## Begin Provided text

In the crowded genre of Second World War memoirs, former Israeli ambassador Yitzchak Mayer has managed to create the unexpected – a lyrical, eloquent account of his family’s escape from Europe that’s written as historical fiction.
Mayer’s book, Silent Letter, is written through the eyes of his own young mother, Roszy, who’s living alone in Nazi-occupied France. His father, a member of the French Resistance, has been taken away (he later died in Auschwitz). Roszy, who speaks barely a word of French and is pregnant with her third child, decides to escape with her children to Switzerland, where the family could remain until after the war.
“I never knew how to tell my own story,” Mayer wrote in the afterword to the book.
As Mayer, the former Israeli consul-general in Montreal, told The CJN, “I’ve been writing ever since I knew what a pen was. I could have written the book quite a long time ago. I felt the urge to write it, yet I couldn’t write it. It was quite impossible.”
What held him back, he realized, was the fact that he was so young – he was only eight years old when the story takes place – and a sense that his own version of events wouldn’t seem reliable, or true. What freed him, he said, was a sudden awareness that, “I’m not the story; the woman is really the story.”

## End Provided text
## Begin Dataset rows

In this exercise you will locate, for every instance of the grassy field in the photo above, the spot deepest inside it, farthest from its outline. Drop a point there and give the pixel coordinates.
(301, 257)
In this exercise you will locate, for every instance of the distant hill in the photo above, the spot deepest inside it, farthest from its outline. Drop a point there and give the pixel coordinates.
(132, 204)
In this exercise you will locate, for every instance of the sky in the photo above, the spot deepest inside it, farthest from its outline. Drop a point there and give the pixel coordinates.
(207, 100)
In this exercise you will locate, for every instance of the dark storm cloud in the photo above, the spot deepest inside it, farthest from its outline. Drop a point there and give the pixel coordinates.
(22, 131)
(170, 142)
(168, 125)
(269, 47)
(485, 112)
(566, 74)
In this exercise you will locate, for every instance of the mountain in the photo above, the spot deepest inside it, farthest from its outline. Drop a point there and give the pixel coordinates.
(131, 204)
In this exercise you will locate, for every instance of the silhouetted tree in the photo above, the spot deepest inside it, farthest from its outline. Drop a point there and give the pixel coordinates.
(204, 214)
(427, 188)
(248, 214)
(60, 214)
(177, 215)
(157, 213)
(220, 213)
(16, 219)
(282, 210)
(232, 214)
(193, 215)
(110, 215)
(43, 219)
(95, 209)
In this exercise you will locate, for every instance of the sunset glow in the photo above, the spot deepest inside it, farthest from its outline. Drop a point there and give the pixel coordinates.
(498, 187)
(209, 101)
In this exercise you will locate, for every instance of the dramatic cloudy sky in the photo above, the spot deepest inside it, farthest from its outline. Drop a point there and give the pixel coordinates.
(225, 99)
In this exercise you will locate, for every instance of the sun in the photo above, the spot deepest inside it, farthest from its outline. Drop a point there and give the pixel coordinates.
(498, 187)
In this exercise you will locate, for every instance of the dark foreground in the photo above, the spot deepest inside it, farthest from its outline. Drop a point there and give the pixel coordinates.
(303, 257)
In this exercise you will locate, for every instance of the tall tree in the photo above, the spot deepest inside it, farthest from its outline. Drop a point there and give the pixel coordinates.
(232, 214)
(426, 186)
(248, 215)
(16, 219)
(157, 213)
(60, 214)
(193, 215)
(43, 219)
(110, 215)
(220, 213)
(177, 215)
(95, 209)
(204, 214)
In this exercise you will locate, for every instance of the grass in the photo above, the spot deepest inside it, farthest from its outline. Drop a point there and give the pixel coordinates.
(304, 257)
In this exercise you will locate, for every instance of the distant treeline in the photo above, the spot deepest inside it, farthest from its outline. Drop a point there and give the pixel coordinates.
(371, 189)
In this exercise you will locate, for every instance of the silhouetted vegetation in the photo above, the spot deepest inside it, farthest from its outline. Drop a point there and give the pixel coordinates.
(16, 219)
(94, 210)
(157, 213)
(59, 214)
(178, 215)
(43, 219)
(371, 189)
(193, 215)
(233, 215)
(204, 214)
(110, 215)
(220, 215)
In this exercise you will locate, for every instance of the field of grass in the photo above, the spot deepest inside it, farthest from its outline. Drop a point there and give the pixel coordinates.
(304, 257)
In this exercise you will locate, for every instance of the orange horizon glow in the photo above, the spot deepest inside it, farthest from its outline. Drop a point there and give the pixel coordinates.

## End Dataset rows

> [Work to complete]:
A – Answer these from the article about Yitzchak Mayer's book:
(i) Through whose eyes is Silent Letter written?
(ii) To which country does Roszy decide to escape with her children?
(iii) How old was Mayer when the story takes place?
B – Reproduce the article about Yitzchak Mayer's book word for word between "Mayer’s book, Silent" and "to the book.", inclusive.

> [Results of the tasks]:
A –
(i) His own young mother, Roszy
(ii) Switzerland
(iii) Eight years old

B –
Mayer’s book, Silent Letter, is written through the eyes of his own young mother, Roszy, who’s living alone in Nazi-occupied France. His father, a member of the French Resistance, has been taken away (he later died in Auschwitz). Roszy, who speaks barely a word of French and is pregnant with her third child, decides to escape with her children to Switzerland, where the family could remain until after the war.
“I never knew how to tell my own story,” Mayer wrote in the afterword to the book.